What this task involves:
Write only the number of lines below in which "mountain" occurs.

Excerpted records:
########
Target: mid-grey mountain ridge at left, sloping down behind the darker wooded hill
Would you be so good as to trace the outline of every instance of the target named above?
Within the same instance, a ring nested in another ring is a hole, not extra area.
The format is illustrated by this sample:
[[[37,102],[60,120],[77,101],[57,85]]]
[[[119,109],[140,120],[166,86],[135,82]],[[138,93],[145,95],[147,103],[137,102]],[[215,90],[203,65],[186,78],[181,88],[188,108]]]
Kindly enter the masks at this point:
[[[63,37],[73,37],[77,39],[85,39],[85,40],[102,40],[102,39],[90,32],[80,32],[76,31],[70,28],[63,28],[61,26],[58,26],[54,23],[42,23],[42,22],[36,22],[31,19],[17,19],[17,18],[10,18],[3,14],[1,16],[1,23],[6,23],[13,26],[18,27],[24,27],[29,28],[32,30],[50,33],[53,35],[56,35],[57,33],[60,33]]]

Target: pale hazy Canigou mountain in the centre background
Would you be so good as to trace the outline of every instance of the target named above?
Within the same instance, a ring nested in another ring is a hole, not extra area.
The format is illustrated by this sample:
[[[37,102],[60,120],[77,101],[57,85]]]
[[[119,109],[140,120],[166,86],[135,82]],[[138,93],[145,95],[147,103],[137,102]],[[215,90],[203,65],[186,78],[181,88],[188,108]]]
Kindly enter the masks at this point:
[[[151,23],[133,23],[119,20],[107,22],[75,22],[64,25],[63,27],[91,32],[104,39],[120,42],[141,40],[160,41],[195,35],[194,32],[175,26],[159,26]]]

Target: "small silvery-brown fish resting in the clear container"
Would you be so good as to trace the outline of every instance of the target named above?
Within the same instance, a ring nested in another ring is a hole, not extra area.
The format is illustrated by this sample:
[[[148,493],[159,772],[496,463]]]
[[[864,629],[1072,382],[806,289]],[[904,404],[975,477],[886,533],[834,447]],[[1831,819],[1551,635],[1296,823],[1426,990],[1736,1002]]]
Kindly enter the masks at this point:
########
Solution to the problem:
2